_PASSAGE TO READ_.
According to the Oil and Gas Journal, Iran contains an estimated 940 trillion cubic feet (Tcf) in proven natural gas reserves - the worlds second largest and surpassed only by Russia. Around 62 percent of Iranian natural gas reserves are located in non-associated fields, and have not been developed, meaning that Iran has great potential for future gas development. Major non-associated gas fields include: South Pars (280-500 Tcf of gas reserves), North Pars (50 Tcf), Kangan (29 Tcf), Nar (13 Tcf), and Khangiran (11 Tcf). Despite the fact that domestic natural gas demand (for consumption, enhanced oil recovery, petrochemicals, etc.) is growing rapidly, Iran has the potential to become a significant natural gas exporter due to its enormous reserves. In 2002, Iran produced about 4.3 Tcf (gross) of natural gas. Of this, around 1.1 Tcf was reinjected (in large part for enhanced oil recovery efforts), and 0.3 Tcf vented or flared. Natural gas treatment and processing plants include Kangan-Nar, Aghar-Dalan, Ahwaz, Marun-4, Bid Boland, and Asaluyeh. In March 2004, Iran signed a $1.2 billion contract with a consortium of two foreign and two domestic companies to gather associated gas, previously flared or re-injected, from the Nowruz, Soroush, Hendijan and Behregansar fields.
Currently, natural gas accounts for nearly half of Irans total energy consumption, and the government plans billions of dollars worth of further investment in coming years to increase this share. The price of natural gas to consumers is state-controlled at extremely low prices, encouraging rapid consumption growth and replacement of fuel oil, kerosene and LPG demand. Iran has been involved in a border dispute with Kuwait and Saudi Arabia over demarcation of the border through the northern Gulf continental shelf. This region contains the 7-13-Tcf Dorra natural gas field, which Iran had begun drilling in early 2000 but stopped after complaints by Kuwait. Saudi Arabia and Kuwait (which do not recognize Irans claims to Dorra) signed a bilateral agreement in July 2000 on dividing up the field equally between the two countries.
The dual Aghar-Dalan field development has been one of National Iranian Gas Companys recent successful natural gas utilization projects. Since coming online in mid-1995, the Aghar and Dalan fields have produced approximately 600 Mmcf/d and 800 Mmcf/d, respectively. Natural gas from both fields is processed at a $300 million facility at the Dalan field, which is also the location of a 40-MW, natural-gas-fired power plant. Most of the treated natural gas from the Dalan processing plant is carried through a 212-mile pipeline for re-injection in the Marun field and other oil fields in Khuzestan province.

Contour annotation records:
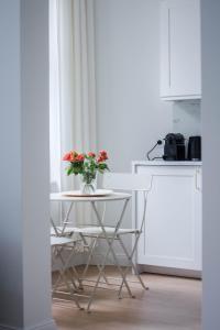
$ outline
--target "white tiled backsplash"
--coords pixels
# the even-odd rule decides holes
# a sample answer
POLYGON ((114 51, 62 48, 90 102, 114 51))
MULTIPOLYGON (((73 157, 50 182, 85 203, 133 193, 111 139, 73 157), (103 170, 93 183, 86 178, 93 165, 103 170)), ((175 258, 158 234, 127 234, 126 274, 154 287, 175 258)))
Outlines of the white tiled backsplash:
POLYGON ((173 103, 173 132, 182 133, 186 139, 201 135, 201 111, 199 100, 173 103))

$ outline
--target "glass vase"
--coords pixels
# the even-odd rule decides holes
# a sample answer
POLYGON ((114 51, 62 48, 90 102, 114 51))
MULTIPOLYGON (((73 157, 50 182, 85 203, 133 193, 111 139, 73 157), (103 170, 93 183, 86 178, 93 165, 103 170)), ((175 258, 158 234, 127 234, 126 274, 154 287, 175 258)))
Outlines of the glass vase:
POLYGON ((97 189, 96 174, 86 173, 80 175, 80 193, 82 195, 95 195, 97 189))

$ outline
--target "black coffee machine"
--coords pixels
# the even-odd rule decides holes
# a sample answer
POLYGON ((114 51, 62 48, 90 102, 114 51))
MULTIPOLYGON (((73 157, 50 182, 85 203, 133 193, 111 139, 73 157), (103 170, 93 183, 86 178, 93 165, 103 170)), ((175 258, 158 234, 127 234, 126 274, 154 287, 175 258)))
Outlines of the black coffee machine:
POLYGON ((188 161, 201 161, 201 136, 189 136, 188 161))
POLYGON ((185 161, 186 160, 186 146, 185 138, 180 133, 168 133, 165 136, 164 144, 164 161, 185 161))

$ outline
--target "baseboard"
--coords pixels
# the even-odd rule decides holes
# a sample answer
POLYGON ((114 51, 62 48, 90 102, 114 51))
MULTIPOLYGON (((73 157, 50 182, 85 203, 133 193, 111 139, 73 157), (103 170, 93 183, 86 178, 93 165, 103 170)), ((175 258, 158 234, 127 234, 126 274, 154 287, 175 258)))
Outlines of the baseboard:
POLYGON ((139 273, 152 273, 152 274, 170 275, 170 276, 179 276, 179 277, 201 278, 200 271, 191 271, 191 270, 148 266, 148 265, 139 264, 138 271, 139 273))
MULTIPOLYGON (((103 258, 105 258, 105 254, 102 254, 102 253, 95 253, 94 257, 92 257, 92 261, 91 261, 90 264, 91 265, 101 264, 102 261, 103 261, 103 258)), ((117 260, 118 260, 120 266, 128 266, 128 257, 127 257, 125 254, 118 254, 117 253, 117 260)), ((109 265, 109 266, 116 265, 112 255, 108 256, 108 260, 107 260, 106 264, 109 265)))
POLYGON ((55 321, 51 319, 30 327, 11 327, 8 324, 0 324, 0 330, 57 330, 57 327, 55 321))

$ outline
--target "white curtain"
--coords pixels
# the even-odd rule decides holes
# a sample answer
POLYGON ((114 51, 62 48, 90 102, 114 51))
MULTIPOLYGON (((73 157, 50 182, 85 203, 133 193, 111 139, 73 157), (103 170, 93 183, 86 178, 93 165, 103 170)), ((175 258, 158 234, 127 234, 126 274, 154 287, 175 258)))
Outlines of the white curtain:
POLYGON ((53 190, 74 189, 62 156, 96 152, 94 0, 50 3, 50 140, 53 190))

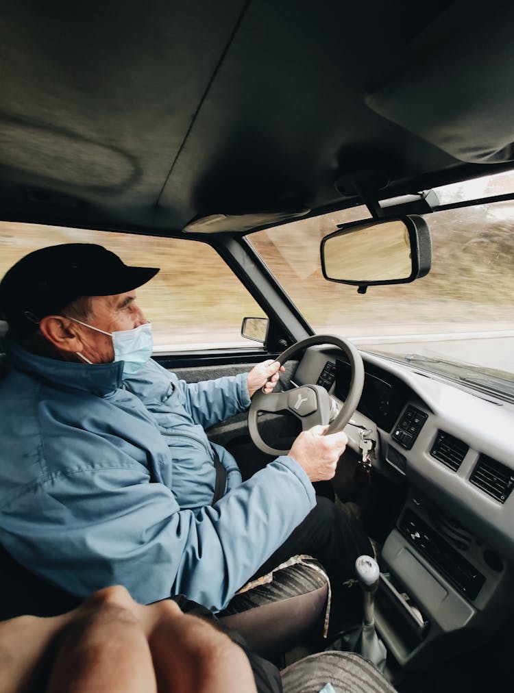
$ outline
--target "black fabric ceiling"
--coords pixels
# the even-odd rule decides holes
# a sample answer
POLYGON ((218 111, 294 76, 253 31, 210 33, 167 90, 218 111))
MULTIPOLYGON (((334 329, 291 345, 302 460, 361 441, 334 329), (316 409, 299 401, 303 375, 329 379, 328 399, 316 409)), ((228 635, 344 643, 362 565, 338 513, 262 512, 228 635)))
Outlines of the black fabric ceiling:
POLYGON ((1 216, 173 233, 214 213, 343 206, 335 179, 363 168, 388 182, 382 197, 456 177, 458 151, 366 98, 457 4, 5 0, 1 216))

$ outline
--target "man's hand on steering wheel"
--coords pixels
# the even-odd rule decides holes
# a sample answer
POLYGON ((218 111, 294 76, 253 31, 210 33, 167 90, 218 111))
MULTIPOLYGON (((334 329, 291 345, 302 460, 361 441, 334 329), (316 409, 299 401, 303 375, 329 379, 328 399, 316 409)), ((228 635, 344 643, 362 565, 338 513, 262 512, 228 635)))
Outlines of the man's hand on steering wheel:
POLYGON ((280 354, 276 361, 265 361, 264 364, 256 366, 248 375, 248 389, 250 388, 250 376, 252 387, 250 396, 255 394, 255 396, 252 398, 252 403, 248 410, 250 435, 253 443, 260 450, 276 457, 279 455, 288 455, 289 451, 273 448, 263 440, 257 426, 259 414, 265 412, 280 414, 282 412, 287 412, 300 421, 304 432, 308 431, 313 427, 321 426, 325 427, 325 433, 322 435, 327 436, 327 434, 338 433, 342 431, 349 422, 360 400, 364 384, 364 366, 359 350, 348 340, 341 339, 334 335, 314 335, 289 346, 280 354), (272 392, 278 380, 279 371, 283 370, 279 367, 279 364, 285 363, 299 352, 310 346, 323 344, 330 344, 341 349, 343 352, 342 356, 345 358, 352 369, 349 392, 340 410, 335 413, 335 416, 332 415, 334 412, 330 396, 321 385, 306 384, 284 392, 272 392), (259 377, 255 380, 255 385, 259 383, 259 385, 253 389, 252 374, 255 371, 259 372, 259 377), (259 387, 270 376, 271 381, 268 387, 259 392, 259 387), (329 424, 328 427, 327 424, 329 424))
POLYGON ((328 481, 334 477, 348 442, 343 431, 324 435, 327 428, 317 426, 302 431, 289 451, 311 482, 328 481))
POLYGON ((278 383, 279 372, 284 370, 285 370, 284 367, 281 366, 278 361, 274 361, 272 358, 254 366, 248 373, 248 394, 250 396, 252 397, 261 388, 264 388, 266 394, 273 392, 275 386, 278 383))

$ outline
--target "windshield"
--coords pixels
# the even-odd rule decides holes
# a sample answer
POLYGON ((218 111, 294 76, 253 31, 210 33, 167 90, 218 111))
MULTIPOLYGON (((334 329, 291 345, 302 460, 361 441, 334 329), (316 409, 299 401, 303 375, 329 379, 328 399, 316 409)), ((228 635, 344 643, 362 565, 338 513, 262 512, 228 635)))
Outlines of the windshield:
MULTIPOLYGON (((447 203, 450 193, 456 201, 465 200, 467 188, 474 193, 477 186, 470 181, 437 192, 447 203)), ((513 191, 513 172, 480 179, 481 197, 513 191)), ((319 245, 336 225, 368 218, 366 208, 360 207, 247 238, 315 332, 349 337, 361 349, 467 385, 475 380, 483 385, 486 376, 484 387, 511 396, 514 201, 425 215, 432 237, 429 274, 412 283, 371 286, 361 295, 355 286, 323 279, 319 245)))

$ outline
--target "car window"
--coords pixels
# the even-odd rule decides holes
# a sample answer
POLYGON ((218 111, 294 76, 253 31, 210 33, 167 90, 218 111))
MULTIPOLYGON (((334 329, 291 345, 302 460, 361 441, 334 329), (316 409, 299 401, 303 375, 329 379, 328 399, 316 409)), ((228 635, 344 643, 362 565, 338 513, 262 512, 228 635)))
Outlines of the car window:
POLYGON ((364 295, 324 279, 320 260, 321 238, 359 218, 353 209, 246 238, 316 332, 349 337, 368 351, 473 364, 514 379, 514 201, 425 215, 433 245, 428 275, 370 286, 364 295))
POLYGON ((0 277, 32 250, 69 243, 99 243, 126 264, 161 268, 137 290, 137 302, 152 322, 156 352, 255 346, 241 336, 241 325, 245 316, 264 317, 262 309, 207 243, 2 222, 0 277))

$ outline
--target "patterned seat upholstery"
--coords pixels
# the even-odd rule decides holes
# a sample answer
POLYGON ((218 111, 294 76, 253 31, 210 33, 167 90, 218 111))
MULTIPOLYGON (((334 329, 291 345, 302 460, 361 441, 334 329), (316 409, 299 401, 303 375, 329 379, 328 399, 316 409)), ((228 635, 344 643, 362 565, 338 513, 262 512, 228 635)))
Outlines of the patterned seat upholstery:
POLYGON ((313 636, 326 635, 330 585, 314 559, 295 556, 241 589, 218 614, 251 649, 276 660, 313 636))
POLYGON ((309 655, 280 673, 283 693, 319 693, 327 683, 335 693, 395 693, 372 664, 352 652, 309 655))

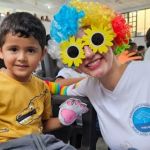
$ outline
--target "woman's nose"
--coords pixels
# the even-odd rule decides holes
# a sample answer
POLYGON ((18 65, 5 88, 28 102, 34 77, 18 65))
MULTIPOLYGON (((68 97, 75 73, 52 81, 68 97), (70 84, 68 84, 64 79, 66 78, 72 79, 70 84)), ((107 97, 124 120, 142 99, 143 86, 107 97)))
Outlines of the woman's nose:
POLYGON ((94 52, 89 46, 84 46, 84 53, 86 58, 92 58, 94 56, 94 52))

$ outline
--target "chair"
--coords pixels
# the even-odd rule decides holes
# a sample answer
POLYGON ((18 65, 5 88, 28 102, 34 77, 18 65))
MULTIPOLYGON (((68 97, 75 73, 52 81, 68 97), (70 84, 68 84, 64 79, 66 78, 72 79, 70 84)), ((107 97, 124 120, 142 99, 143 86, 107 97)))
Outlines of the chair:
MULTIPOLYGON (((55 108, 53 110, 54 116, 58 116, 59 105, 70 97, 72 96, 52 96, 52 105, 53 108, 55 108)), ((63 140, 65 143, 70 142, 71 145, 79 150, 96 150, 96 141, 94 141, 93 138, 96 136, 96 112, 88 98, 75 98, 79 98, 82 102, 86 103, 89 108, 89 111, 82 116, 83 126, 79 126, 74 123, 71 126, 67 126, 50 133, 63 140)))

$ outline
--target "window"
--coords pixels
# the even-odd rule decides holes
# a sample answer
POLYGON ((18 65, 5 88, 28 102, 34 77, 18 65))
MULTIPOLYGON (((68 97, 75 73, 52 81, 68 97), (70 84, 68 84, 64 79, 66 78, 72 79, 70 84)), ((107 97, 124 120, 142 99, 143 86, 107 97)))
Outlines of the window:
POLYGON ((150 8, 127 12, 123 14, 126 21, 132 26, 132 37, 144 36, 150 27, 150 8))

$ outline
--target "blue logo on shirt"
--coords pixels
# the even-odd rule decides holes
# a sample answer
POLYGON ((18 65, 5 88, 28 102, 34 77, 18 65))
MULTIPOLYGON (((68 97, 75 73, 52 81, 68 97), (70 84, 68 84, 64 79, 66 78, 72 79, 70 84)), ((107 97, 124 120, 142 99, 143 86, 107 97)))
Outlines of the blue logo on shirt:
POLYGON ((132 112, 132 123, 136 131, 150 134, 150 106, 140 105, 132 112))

...

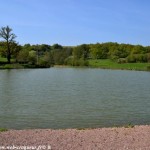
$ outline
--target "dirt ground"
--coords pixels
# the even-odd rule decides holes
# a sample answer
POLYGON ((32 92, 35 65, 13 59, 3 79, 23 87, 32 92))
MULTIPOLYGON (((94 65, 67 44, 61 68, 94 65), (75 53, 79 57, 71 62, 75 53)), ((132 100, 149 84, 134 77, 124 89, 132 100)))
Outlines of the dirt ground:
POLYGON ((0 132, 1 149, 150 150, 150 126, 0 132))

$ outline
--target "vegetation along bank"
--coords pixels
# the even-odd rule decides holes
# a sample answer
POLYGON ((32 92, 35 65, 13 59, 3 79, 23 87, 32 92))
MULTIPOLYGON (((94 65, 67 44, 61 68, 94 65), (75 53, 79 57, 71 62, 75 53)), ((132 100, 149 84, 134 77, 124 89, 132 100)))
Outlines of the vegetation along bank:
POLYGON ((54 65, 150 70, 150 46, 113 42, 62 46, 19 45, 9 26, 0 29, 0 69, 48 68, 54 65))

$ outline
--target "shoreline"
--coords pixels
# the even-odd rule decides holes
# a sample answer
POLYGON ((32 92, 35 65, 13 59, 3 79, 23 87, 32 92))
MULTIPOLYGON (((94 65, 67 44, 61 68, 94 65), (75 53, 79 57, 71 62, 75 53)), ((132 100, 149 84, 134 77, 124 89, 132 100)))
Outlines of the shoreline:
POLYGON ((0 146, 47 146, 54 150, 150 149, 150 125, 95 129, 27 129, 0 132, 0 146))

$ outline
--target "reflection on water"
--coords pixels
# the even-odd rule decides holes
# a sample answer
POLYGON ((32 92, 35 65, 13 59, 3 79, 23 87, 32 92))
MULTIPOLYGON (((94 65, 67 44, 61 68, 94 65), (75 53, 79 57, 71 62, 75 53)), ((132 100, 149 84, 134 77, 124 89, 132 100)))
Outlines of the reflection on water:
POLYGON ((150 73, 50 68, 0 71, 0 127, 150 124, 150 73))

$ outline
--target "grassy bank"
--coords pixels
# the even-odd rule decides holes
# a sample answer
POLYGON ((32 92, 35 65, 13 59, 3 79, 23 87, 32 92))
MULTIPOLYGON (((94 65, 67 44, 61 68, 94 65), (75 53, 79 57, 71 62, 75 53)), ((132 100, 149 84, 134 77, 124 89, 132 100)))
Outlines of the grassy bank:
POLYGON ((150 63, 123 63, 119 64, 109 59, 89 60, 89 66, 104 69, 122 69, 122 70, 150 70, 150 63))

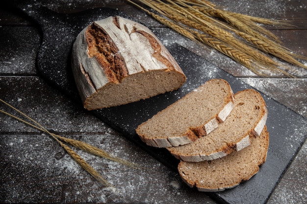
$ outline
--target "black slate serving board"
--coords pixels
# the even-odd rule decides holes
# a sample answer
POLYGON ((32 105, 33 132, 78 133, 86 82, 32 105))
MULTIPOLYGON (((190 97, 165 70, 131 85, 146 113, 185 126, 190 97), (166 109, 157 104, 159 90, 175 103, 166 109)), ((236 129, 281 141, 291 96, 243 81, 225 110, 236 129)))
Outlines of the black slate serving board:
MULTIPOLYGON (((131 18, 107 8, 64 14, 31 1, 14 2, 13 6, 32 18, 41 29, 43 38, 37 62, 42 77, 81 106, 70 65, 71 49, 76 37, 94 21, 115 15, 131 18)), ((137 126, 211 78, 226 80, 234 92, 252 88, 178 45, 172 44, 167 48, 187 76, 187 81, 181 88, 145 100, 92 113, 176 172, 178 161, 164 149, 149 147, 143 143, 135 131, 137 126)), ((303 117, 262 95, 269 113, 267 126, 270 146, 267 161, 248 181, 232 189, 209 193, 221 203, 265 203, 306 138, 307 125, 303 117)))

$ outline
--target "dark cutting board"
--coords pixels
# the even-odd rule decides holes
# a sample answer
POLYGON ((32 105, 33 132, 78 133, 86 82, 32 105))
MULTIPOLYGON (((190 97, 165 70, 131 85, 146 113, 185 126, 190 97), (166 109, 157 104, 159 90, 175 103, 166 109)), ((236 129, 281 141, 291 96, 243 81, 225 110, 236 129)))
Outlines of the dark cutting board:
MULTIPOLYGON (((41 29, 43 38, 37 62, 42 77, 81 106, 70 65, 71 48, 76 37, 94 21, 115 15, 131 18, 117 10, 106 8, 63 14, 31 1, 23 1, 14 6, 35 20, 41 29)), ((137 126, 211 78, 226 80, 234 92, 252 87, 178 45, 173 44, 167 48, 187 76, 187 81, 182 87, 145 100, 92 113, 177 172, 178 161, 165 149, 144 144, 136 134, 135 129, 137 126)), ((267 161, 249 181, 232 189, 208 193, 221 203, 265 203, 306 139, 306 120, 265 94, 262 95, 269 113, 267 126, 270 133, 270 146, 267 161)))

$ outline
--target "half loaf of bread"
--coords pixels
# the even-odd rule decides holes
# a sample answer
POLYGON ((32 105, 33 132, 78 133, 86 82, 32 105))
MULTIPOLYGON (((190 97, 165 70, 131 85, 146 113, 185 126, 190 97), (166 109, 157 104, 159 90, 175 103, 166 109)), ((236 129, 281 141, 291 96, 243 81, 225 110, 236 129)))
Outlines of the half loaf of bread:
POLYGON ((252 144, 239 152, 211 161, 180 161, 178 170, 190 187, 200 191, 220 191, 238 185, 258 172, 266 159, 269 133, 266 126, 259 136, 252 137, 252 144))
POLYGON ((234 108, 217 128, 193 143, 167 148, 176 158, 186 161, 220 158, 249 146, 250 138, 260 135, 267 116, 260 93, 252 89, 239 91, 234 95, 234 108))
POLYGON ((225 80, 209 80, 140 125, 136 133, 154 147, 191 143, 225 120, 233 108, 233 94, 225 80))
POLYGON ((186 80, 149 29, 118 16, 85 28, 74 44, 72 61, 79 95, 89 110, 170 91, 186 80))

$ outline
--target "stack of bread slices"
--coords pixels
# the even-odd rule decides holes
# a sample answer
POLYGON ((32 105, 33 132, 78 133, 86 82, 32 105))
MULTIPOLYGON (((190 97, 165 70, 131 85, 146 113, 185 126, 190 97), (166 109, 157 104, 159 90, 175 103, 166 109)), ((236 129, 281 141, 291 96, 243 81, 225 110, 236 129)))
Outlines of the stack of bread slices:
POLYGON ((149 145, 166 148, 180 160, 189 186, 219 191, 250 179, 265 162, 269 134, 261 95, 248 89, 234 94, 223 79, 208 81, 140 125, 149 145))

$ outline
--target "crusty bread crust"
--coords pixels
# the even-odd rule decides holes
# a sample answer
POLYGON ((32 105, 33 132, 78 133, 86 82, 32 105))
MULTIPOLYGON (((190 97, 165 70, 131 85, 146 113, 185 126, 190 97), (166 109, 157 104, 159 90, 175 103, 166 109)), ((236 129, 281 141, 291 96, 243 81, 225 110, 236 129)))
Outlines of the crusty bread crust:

_SHORT TASK_. List every natural gas treatment and processing plant that the passage on Iran's natural gas names.

_FULL OUTPUT_. Kangan-Nar, Aghar-Dalan, Ahwaz, Marun-4, Bid Boland, Asaluyeh